Ces deux amendements sont ainsi libellés :

« Supprimer cet article. »

La parole est à M. Gaston Flosse, pour présenter l'amendement n° II-14 rectifié.

M. Gaston Flosse. Notre amendement vise à rétablir l'abattement supprimé par l'Assemblée nationale afin de revenir à la situation prévue à l'article 83 A du code général des impôts.

Cet article permet de réduire de 40 % la base imposable des pensions servies à des personnes installées outre-mer. Un abattement successif de 10 % et de 20 % sur le montant des pensions servies à des personnes vivant en France métropolitaine est prévu dans le même article. L'écart entre les deux niveaux d'abattement s'explique aisément par la différence du coût de la vie outre-mer et en métropole.

La suppression complète de cet abattement outre-mer est injuste et n'a pas d'autre raison que la mauvaise querelle cherchée par Bercy à l'outre-mer. Je ne comprends pas cet acharnement à détruire un équilibre, justifié par des différences objectives, qui joue un rôle important dans nos économies. Veut-on perturber l'équilibre politique et social de nos collectivités ?

On nous dit que le régime doit être détruit, car il encourage la fraude. A-t-on fait ce qu'il fallait pour contrôler, ou bien veut-on simplement trouver un prétexte pour dépouiller tous les honnêtes pensionnés d'outre-mer au nom de quelques fraudeurs ?

- - - - - - -

▶ Exercice écrit a: Rassemblez toutes les lignes des données ci-dessous qui contiennent la chaîne « green », en respectant la casse.

- - - - - - -

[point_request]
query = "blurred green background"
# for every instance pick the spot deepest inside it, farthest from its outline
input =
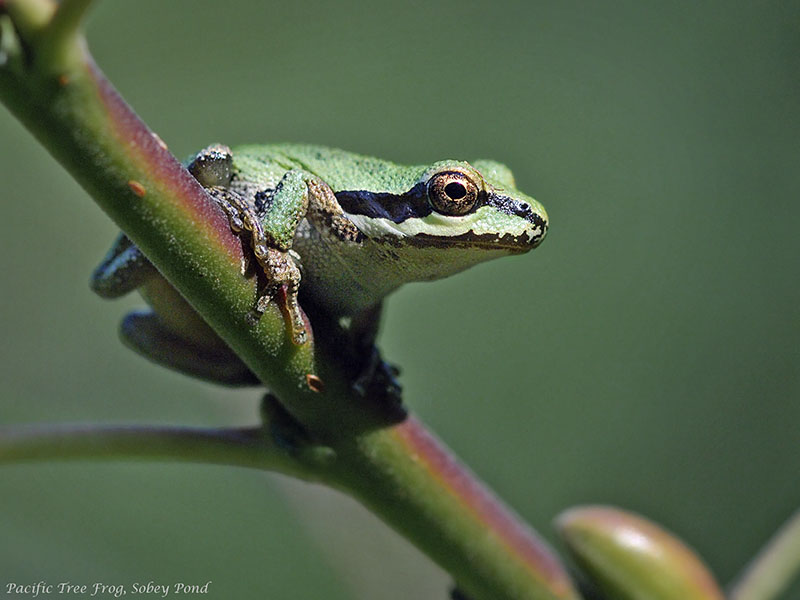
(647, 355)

- - - - - - -

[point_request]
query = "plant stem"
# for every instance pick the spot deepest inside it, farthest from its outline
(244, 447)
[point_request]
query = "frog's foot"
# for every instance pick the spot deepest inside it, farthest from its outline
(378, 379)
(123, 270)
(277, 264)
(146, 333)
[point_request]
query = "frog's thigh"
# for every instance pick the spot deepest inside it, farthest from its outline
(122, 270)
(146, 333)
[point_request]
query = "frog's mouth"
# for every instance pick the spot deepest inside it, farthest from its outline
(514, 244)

- - - - - - -

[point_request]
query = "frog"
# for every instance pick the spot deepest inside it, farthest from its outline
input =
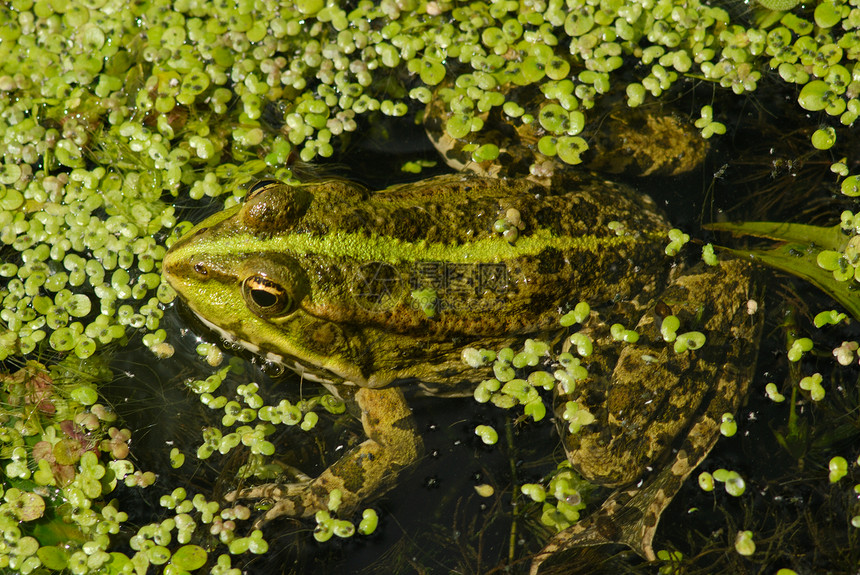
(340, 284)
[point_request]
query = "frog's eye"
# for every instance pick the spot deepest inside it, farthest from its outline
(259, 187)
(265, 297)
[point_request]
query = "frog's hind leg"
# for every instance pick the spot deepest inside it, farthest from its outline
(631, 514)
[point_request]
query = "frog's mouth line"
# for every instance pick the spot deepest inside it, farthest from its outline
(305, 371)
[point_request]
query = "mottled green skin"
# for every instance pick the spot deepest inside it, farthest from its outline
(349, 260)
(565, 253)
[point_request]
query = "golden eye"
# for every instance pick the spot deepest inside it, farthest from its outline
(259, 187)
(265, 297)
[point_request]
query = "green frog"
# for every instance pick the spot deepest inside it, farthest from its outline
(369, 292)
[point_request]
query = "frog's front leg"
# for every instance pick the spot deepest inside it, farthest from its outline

- - - - - - -

▶ Exercice écrit b: Retranscrivez fidèlement le passage du document source qui commence par « La suppression complète » et se poursuit jusqu'à « nos collectivités ? ».

▶ Corrigé a:
query = "blurred green background"
query = "mottled green skin"
query = "green frog"

▶ Corrigé b:
La suppression complète de cet abattement outre-mer est injuste et n'a pas d'autre raison que la mauvaise querelle cherchée par Bercy à l'outre-mer. Je ne comprends pas cet acharnement à détruire un équilibre, justifié par des différences objectives, qui joue un rôle important dans nos économies. Veut-on perturber l'équilibre politique et social de nos collectivités ?